### Raw data:
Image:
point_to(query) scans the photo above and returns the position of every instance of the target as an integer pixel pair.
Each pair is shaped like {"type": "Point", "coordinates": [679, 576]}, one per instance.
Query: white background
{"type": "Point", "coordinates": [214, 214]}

---

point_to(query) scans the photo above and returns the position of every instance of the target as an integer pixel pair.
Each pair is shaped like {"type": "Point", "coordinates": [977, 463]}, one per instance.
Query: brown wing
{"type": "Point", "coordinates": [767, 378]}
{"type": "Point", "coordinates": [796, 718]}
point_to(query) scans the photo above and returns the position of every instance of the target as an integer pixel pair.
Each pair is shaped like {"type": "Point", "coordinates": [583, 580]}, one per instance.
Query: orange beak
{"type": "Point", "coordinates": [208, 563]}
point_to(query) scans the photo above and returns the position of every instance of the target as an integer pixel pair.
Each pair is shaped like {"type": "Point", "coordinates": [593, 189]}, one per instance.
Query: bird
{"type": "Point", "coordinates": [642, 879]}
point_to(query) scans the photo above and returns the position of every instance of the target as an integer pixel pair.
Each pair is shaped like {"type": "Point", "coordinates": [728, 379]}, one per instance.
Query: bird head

==

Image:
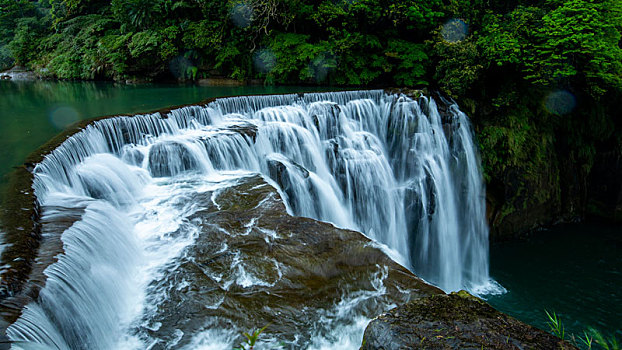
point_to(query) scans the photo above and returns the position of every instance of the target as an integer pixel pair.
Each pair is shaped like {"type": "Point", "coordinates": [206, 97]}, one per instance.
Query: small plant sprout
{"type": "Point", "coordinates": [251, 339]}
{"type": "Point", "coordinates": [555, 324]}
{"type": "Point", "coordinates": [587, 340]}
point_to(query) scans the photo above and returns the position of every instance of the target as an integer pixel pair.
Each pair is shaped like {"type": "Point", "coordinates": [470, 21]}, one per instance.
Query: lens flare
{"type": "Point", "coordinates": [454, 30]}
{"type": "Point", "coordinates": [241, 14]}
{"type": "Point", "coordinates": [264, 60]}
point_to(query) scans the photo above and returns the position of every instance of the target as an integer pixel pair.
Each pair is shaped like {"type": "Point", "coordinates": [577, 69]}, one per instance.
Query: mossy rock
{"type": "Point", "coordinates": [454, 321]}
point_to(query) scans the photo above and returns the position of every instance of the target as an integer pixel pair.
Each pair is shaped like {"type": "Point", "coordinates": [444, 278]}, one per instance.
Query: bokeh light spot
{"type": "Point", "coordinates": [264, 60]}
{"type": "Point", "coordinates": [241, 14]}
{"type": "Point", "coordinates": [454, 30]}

### Your goal:
Looking at the records above, work out how many lines include the word "Each", then give that number by itself.

### Result below:
9